--- Start The records ---

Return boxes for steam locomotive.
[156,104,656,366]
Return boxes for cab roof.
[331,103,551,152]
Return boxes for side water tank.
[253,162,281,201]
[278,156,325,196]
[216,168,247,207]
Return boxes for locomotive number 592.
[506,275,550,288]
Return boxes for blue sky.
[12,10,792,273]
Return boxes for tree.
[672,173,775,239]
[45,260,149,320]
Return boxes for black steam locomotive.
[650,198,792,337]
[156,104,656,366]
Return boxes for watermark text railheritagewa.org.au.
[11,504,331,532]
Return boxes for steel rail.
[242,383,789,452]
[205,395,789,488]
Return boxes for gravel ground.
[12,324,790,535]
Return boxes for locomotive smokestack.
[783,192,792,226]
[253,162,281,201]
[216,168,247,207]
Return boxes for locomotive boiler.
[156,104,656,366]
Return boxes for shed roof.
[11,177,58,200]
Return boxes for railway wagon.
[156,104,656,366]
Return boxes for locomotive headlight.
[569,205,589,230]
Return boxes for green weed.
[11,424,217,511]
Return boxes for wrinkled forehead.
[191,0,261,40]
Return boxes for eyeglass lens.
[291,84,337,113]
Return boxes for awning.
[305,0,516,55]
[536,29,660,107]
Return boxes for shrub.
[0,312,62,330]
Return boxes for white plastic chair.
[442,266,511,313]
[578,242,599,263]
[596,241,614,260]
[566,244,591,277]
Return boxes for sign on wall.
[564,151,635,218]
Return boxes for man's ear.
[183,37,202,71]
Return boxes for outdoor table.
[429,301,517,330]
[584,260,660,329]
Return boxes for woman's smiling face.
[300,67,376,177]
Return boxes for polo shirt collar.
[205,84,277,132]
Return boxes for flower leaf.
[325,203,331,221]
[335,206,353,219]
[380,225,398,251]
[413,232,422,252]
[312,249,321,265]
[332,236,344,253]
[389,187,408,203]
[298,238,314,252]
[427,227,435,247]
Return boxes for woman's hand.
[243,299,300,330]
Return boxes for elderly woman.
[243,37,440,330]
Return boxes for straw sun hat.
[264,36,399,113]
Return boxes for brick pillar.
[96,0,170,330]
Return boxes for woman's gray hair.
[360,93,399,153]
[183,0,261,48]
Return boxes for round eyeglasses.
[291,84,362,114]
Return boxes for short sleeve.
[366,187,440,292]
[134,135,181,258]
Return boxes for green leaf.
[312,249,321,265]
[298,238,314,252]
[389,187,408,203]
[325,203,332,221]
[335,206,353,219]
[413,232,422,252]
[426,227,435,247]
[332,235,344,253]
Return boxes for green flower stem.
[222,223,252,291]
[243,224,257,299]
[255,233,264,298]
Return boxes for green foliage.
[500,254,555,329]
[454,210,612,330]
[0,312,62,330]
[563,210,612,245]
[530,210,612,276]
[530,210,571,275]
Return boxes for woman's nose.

--- End The records ---

■ **Objective**: Repeat every line of the records above exactly.

■ **Result of this exercise**:
Return boxes for steam locomotive.
[156,104,656,366]
Return boxes for cab roof.
[331,103,551,152]
Return boxes for side water tank.
[253,162,281,201]
[278,156,325,196]
[216,168,247,207]
Return boxes for locomotive number 592.
[506,275,550,288]
Return boxes for blue sky.
[12,10,792,273]
Return boxes for tree.
[672,173,775,239]
[45,260,149,320]
Return boxes for black steam locomotive.
[650,198,792,337]
[156,104,656,366]
Return boxes for watermark text railheritagewa.org.au.
[11,504,331,532]
Return boxes for steel rail.
[242,383,789,452]
[205,395,789,488]
Return boxes for gravel ground.
[12,324,790,535]
Return boxes for locomotive smokestack.
[783,192,792,226]
[253,162,281,201]
[216,168,247,207]
Return boxes for locomotive boiler.
[156,104,656,366]
Return boxes for shed roof.
[11,177,58,200]
Return boxes for railway wagon.
[156,104,656,366]
Return boxes for locomotive headlight.
[569,205,589,230]
Return boxes for green weed.
[11,424,217,511]
Return boxes for wrinkled forehead.
[191,0,261,40]
Return boxes for eyeglass lens.
[291,84,337,113]
Return boxes for awning.
[305,0,516,55]
[536,29,660,107]
Return boxes for shrub.
[0,312,62,330]
Return boxes for white plastic chair.
[442,266,511,313]
[578,242,599,263]
[596,241,614,260]
[566,244,591,277]
Return boxes for sign on wall.
[564,151,635,218]
Return boxes for man's ear.
[183,37,202,71]
Return boxes for outdoor table.
[429,301,517,330]
[584,260,660,329]
Return boxes for woman's smiling face.
[300,67,376,177]
Return boxes for polo shirt collar.
[205,84,277,132]
Return boxes for flower leaf.
[325,203,331,221]
[335,206,353,219]
[380,225,398,251]
[413,232,422,252]
[312,249,321,265]
[332,236,344,253]
[389,187,408,203]
[298,238,314,252]
[427,227,435,247]
Return boxes for woman's hand.
[243,299,300,330]
Return boxes for elderly woman.
[243,37,440,330]
Return boxes for straw sun hat.
[264,36,399,113]
Return boxes for brick pillar.
[96,0,170,330]
Return boxes for woman's gray hair.
[360,93,399,153]
[183,0,261,48]
Return boxes for round eyeglasses.
[291,84,362,114]
Return boxes for short sleeve.
[366,187,440,292]
[134,135,181,258]
Return boxes for green leaf.
[312,249,321,265]
[298,238,314,252]
[389,187,408,203]
[325,203,332,221]
[335,206,353,219]
[413,232,422,252]
[426,227,435,247]
[332,235,344,253]
Return boxes for green flower stem.
[222,223,252,291]
[243,224,257,299]
[255,233,264,298]
Return boxes for green foliage.
[500,254,555,329]
[454,210,612,330]
[0,312,62,330]
[563,210,612,245]
[530,210,612,276]
[530,210,571,275]
Return boxes for woman's nose.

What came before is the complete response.